REQUIRED WORK:
A. From the passage on delivery-document exceptions, pull out the stretch from "Eight documents are" through "rate chart (embed-chart-detection.html)".
B. List every amount given in PLN in the passage on delivery-document exceptions.
C. Carry on the passage on delivery-document exceptions from its last sentence.

SELECTED PASSAGE:
= Beginning of Section =

What the System Actually Produces

To make this concrete: here is what a typical batch output looks like for one store's morning deliveries. This is the exception queue a regional manager sees after the pipeline has processed ten incoming WZ documents.

Eight documents are auto-approved with no further action required. The manager sees two flagged items. The first shows a quantity variance of minus 12 units on a single SKU from a Lay's delivery, with a calculated value at risk of PLN 47.88. The second shows a price discrepancy of PLN 0.15 per unit across three Mondelez SKUs, totalling PLN 21.60. One document is escalated with no matching PO found in the system, flagging PLN 312 of unmatched spend.

The manager resolves all three items in under ten minutes. Without this system, identifying those same three discrepancies manually would have taken 40 to 90 minutes of document cross-checking.

→ INSERT EMBED: Detection rate chart (embed-chart-detection.html)

Projected Business Impact

The efficiency numbers are directional estimates based on published benchmarks from FMCG document automation projects, adjusted for Poland's labour market and Żabka's known operational scale. They are not audited figures exact numbers would emerge from a pilot on a subset of stores.

= End of Section =

GIVEN ENTRIES:
= Beginning of Section =

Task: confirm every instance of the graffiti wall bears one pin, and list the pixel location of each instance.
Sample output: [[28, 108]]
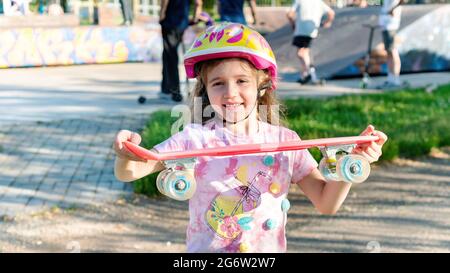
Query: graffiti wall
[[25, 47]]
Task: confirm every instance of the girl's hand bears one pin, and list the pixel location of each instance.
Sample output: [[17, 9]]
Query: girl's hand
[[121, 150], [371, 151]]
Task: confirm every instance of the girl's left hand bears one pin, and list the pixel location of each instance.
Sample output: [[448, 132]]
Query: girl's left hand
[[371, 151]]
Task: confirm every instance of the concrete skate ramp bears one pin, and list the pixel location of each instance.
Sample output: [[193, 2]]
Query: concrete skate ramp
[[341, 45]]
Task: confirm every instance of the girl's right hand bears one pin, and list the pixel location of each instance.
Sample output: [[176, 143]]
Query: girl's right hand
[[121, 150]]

= End of Section =
= Beginning of Section =

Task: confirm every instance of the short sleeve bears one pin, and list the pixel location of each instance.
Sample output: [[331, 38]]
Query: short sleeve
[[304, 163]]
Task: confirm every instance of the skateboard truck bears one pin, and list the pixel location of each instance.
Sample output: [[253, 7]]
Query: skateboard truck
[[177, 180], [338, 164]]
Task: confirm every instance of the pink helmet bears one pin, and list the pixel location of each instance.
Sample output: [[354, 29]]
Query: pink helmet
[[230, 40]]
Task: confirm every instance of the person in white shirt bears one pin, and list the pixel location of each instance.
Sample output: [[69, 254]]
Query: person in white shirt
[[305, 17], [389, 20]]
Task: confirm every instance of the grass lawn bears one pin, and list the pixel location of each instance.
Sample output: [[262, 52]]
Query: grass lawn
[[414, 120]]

= End of Section =

YOUR WRITTEN ANSWERS:
A.
Eight documents are auto-approved with no further action required. The manager sees two flagged items. The first shows a quantity variance of minus 12 units on a single SKU from a Lay's delivery, with a calculated value at risk of PLN 47.88. The second shows a price discrepancy of PLN 0.15 per unit across three Mondelez SKUs, totalling PLN 21.60. One document is escalated with no matching PO found in the system, flagging PLN 312 of unmatched spend.

The manager resolves all three items in under ten minutes. Without this system, identifying those same three discrepancies manually would have taken 40 to 90 minutes of document cross-checking.

→ INSERT EMBED: Detection rate chart (embed-chart-detection.html)

B.
PLN 47.88
PLN 0.15
PLN 21.60
PLN 312

C.
The core metrics are: approximately 93% reduction in average processing time per document, dropping from roughly 18 minutes to under 1.5 minutes. Approximately 97% of deliveries processed and closed with zero human touchpoints. Cost per compliant transaction drops from an estimated PLN 4 to 8 manually to effectively PLN 0 at scale. Estimated payback period of 6 to 9 months based on FTE reduction and recovered margin leakage.

The more important number is the detection rate. Manual processes in FMCG logistics typically catch 40 to 45% of true delivery discrepancies the rest slip through unclaimed. An automated system running consistent validation logic catches upwards of 97% after a 60-day calibration period. At Żabka's volume, that difference represents several million PLN in recovered margin annually.

Honest Risk Assessment

A concept study that does not address implementation risks is not worth much.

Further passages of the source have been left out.